▶ [The task]: Pick up the review of reinforcement learning methods for traffic signal control after its final sentence and continue writing it.

▶ [Source text]:
= = =

Cai & Wei [24] proposed an improved technique for controlling traffic signals based on DRL, incorporating a Dueling Double Deep Q-learning Network (D3DQN), a noise network, and priority experience replay (PER) to enhance the model and accelerate convergence. Significant improvements in queue length and waiting time, and faster convergence, were observed in results using a dataset comprising simulated traffic flow data from several crossings. However, there is a lack of studies on how to adapt the strategy for multi-agent collaborative control in real-world applications and on addressing the cold-start problem during early training. To address scalability and intersectional variability, Bao et al. [25] proposed Federated Learning-based Reinforcement Learning (FL-RL). The method incorporates local agent information into a global model. With real-world traffic data from Monaco included in the dataset, we can observe significant improvements in traffic flow efficiency and a 64.48% mitigation in total waiting time. When it comes to improving model performance and adaptability in varied urban traffic situations, there is a lack of research on sophisticated aggregation methods and meta-learning techniques.

= = =

▶ [Entries shown]:
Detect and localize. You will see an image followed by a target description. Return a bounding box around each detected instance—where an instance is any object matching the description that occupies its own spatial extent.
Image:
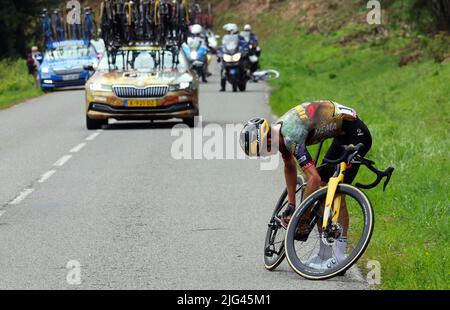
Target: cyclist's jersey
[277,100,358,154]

= = =

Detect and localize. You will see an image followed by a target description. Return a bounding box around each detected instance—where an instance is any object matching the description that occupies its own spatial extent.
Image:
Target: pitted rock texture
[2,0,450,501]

= = =

▶ [The result]:
An adaptive traffic control system, the M2SAC framework, was introduced by Zhang et al. [26], which uses a multi-agent-based masking of the soft actor-critic model to optimize signal light timing. Compared with baseline approaches and more conventional models, such as Webster’s formula, the dataset of real-world traffic scenarios from Melbourne, Australia, demonstrated an improvement of 5.17%. Problems with the model’s scalability in larger, more complex metropolitan settings, as well as the computational challenges of deploying it in real time under dynamic traffic conditions, warrant further study. Yazdani et al. [27] expanded the reward function to account for road user interactions and optimized automobile and pedestrian traffic flow using a Deep RL technique with Double Deep Q-Networks (DDQN). Using actual traffic data from the SCATS system improves vehicle travel time by 9% and reduces total user delays by 5%, particularly in scenarios involving high pedestrian volumes Table 1.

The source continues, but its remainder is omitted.